» WRITTEN TASK:
Will you arrange the rows below as a Markdown table with the columns No. and Line, starting at the first line of the rows and going on through the line that contains "449 216 L 451", one numbered entry per line and blank lines skipped? Leave the pictures out.
## Start GIVEN DATA
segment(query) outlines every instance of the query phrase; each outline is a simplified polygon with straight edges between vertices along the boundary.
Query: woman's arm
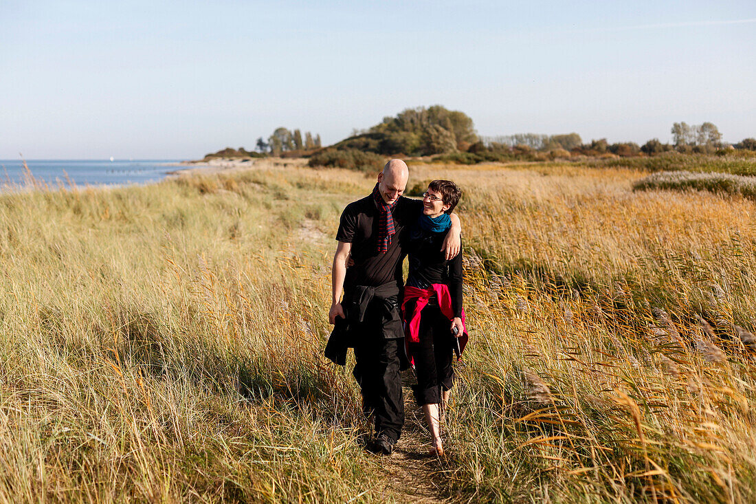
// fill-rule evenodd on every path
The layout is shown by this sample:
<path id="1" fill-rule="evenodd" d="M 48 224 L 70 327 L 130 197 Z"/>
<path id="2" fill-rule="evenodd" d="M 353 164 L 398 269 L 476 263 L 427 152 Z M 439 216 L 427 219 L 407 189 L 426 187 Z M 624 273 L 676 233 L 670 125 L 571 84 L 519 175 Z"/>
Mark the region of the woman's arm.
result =
<path id="1" fill-rule="evenodd" d="M 462 254 L 449 261 L 449 294 L 455 317 L 462 316 Z"/>
<path id="2" fill-rule="evenodd" d="M 449 216 L 451 219 L 451 229 L 446 234 L 444 238 L 444 244 L 441 247 L 441 251 L 445 253 L 446 260 L 449 260 L 460 254 L 462 250 L 462 223 L 456 213 Z"/>

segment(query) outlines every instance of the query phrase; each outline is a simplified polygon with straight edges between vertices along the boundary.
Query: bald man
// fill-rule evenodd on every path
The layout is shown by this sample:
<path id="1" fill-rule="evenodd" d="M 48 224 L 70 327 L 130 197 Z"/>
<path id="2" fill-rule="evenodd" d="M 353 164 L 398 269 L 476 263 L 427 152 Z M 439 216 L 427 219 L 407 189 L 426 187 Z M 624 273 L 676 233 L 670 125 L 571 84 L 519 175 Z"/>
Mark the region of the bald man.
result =
<path id="1" fill-rule="evenodd" d="M 423 213 L 423 202 L 402 196 L 409 170 L 391 160 L 378 174 L 373 194 L 350 203 L 341 214 L 332 269 L 333 303 L 328 319 L 335 324 L 326 356 L 345 365 L 347 347 L 355 349 L 352 372 L 362 392 L 366 416 L 374 415 L 372 449 L 388 455 L 404 422 L 401 369 L 406 369 L 399 311 L 404 287 L 405 229 Z M 448 259 L 460 251 L 459 218 L 442 250 Z M 346 267 L 351 254 L 354 266 Z M 343 299 L 342 294 L 343 294 Z"/>

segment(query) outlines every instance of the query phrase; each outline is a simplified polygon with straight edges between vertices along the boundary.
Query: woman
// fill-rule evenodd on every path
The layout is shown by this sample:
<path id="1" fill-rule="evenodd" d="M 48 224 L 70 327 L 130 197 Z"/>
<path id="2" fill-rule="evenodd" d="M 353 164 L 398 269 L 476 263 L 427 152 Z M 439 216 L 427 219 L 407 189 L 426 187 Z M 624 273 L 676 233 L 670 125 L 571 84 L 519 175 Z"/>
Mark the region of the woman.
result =
<path id="1" fill-rule="evenodd" d="M 410 232 L 410 272 L 401 308 L 407 354 L 417 376 L 415 399 L 433 437 L 430 453 L 443 456 L 440 412 L 451 391 L 452 352 L 467 341 L 462 310 L 462 254 L 447 261 L 442 244 L 451 226 L 449 214 L 462 191 L 451 181 L 434 180 L 423 194 L 423 215 Z"/>

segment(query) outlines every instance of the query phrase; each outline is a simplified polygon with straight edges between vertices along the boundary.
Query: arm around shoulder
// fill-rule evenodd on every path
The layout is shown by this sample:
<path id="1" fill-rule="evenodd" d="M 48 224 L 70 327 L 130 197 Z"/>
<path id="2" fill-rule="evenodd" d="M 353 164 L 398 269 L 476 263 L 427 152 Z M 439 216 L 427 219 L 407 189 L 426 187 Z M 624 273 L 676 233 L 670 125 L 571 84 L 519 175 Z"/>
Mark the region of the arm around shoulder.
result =
<path id="1" fill-rule="evenodd" d="M 457 257 L 462 250 L 462 224 L 460 217 L 456 213 L 449 215 L 451 219 L 451 229 L 446 234 L 444 239 L 444 245 L 441 250 L 445 253 L 447 260 L 450 260 Z"/>

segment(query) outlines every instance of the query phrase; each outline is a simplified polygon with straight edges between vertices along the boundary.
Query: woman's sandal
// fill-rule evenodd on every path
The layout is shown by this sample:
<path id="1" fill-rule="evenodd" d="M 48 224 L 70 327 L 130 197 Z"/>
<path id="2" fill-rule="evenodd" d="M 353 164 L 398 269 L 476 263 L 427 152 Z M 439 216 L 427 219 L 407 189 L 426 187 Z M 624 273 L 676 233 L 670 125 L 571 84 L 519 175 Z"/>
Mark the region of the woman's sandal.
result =
<path id="1" fill-rule="evenodd" d="M 442 457 L 444 456 L 444 445 L 441 442 L 440 437 L 433 438 L 433 446 L 431 446 L 430 450 L 428 450 L 428 453 L 431 456 Z"/>

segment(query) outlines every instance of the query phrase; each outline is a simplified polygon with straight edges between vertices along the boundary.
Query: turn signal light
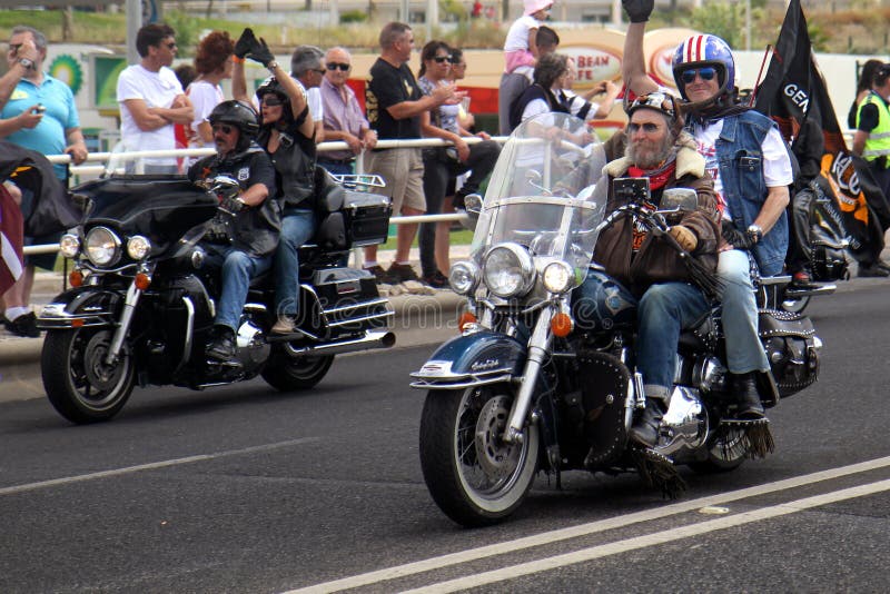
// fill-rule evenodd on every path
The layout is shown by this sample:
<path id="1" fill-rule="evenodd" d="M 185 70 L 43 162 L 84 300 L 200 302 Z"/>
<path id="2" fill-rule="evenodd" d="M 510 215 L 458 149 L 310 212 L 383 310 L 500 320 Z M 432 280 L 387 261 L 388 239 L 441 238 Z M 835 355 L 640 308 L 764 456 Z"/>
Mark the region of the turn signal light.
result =
<path id="1" fill-rule="evenodd" d="M 68 273 L 68 284 L 72 287 L 79 287 L 83 284 L 83 273 L 80 270 L 71 270 Z"/>
<path id="2" fill-rule="evenodd" d="M 477 321 L 478 319 L 476 319 L 476 316 L 474 314 L 471 314 L 469 311 L 464 311 L 463 314 L 461 314 L 461 319 L 457 320 L 457 328 L 461 331 L 464 331 L 464 328 L 466 328 L 471 324 L 476 324 Z"/>
<path id="3" fill-rule="evenodd" d="M 136 288 L 139 290 L 146 290 L 151 285 L 151 277 L 145 273 L 139 273 L 136 275 Z"/>
<path id="4" fill-rule="evenodd" d="M 553 336 L 558 336 L 560 338 L 568 336 L 573 327 L 574 323 L 572 321 L 572 316 L 563 314 L 562 311 L 553 316 L 553 319 L 550 320 L 550 329 L 553 331 Z"/>

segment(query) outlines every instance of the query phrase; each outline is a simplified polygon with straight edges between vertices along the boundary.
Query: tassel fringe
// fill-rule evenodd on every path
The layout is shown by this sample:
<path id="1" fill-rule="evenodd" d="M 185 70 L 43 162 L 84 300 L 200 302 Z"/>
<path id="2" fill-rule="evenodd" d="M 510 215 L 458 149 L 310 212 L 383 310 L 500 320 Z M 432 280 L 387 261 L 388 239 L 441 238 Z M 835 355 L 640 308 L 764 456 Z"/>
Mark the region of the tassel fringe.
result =
<path id="1" fill-rule="evenodd" d="M 748 451 L 751 459 L 765 458 L 775 452 L 775 442 L 770 430 L 770 419 L 758 420 L 724 420 L 720 424 L 724 429 L 740 429 L 742 445 Z"/>
<path id="2" fill-rule="evenodd" d="M 663 497 L 676 499 L 686 492 L 686 482 L 671 458 L 651 448 L 634 447 L 631 453 L 640 477 L 647 486 L 660 488 Z"/>

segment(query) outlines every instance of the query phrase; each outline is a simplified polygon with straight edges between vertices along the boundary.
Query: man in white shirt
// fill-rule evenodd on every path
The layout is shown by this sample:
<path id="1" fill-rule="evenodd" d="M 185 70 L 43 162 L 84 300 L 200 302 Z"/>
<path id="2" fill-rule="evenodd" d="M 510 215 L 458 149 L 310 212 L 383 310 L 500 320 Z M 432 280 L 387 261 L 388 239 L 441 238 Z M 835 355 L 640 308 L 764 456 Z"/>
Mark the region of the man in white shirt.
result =
<path id="1" fill-rule="evenodd" d="M 191 123 L 194 110 L 182 86 L 170 69 L 176 58 L 171 27 L 146 24 L 136 36 L 141 60 L 127 67 L 118 78 L 120 137 L 126 150 L 172 150 L 175 123 Z M 181 147 L 180 147 L 181 148 Z M 177 172 L 175 157 L 147 158 L 146 174 Z"/>
<path id="2" fill-rule="evenodd" d="M 315 46 L 298 46 L 290 56 L 290 76 L 297 79 L 309 101 L 309 113 L 315 122 L 316 143 L 325 140 L 325 109 L 319 86 L 325 78 L 322 59 L 325 53 Z"/>

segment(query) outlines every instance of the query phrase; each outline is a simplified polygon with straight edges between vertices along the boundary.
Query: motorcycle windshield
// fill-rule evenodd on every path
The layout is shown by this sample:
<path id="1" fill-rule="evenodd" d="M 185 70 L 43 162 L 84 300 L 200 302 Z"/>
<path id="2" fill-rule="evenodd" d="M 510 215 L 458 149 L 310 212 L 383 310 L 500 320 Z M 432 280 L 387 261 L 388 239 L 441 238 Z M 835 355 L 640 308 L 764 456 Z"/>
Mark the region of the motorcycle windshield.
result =
<path id="1" fill-rule="evenodd" d="M 565 260 L 580 284 L 587 274 L 603 220 L 603 147 L 586 123 L 543 113 L 514 130 L 492 172 L 471 255 L 482 266 L 488 249 L 520 244 L 534 258 Z"/>

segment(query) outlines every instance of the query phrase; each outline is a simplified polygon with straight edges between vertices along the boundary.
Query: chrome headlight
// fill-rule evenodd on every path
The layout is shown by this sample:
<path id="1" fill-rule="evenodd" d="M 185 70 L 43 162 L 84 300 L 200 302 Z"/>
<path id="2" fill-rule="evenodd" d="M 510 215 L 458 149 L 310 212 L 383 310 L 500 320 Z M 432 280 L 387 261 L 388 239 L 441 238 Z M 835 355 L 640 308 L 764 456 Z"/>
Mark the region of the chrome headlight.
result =
<path id="1" fill-rule="evenodd" d="M 120 239 L 107 227 L 95 227 L 87 234 L 86 251 L 96 266 L 110 266 L 120 258 Z"/>
<path id="2" fill-rule="evenodd" d="M 490 249 L 482 269 L 485 285 L 498 297 L 525 295 L 535 283 L 532 256 L 518 244 L 501 244 Z"/>
<path id="3" fill-rule="evenodd" d="M 563 260 L 552 261 L 544 267 L 541 281 L 544 288 L 551 293 L 562 294 L 572 288 L 575 280 L 575 273 L 568 263 Z"/>
<path id="4" fill-rule="evenodd" d="M 479 284 L 479 267 L 472 260 L 455 263 L 448 271 L 448 285 L 457 295 L 469 295 Z"/>
<path id="5" fill-rule="evenodd" d="M 65 234 L 59 239 L 59 251 L 66 258 L 73 258 L 80 251 L 80 238 L 76 235 Z"/>
<path id="6" fill-rule="evenodd" d="M 144 260 L 151 254 L 151 241 L 141 235 L 135 235 L 127 241 L 127 254 L 135 260 Z"/>

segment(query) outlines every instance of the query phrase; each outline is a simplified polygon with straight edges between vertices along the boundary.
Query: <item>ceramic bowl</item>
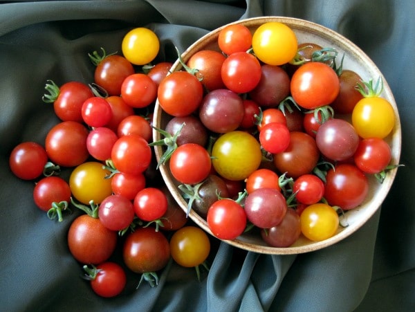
## End GIVEN DATA
» ANSWER:
| No. | Line |
|---|---|
| 1 | segment(query) outlines every instance of the query phrase; each outline is a simplified polygon with straight edges between vertices along the boundary. |
| 2 | Query: woman's arm |
| 3 | // fill-rule evenodd on every path |
| 4 | The layout is shown by this sample: |
| 5 | <path id="1" fill-rule="evenodd" d="M 48 224 L 70 327 L 130 197 Z"/> |
| 6 | <path id="2" fill-rule="evenodd" d="M 353 164 L 398 269 L 476 263 L 427 152 Z M 439 216 L 427 219 L 407 189 L 426 187 Z M 624 273 L 676 233 L 670 125 L 571 84 L 519 175 Z"/> |
| 7 | Mark the region of the woman's arm. |
| 8 | result = |
| 9 | <path id="1" fill-rule="evenodd" d="M 462 254 L 449 261 L 449 294 L 455 317 L 462 316 Z"/> |
| 10 | <path id="2" fill-rule="evenodd" d="M 449 216 L 451 219 L 451 229 L 446 234 L 444 238 L 444 244 L 441 247 L 441 251 L 445 253 L 446 260 L 449 260 L 460 254 L 462 250 L 462 223 L 456 213 Z"/> |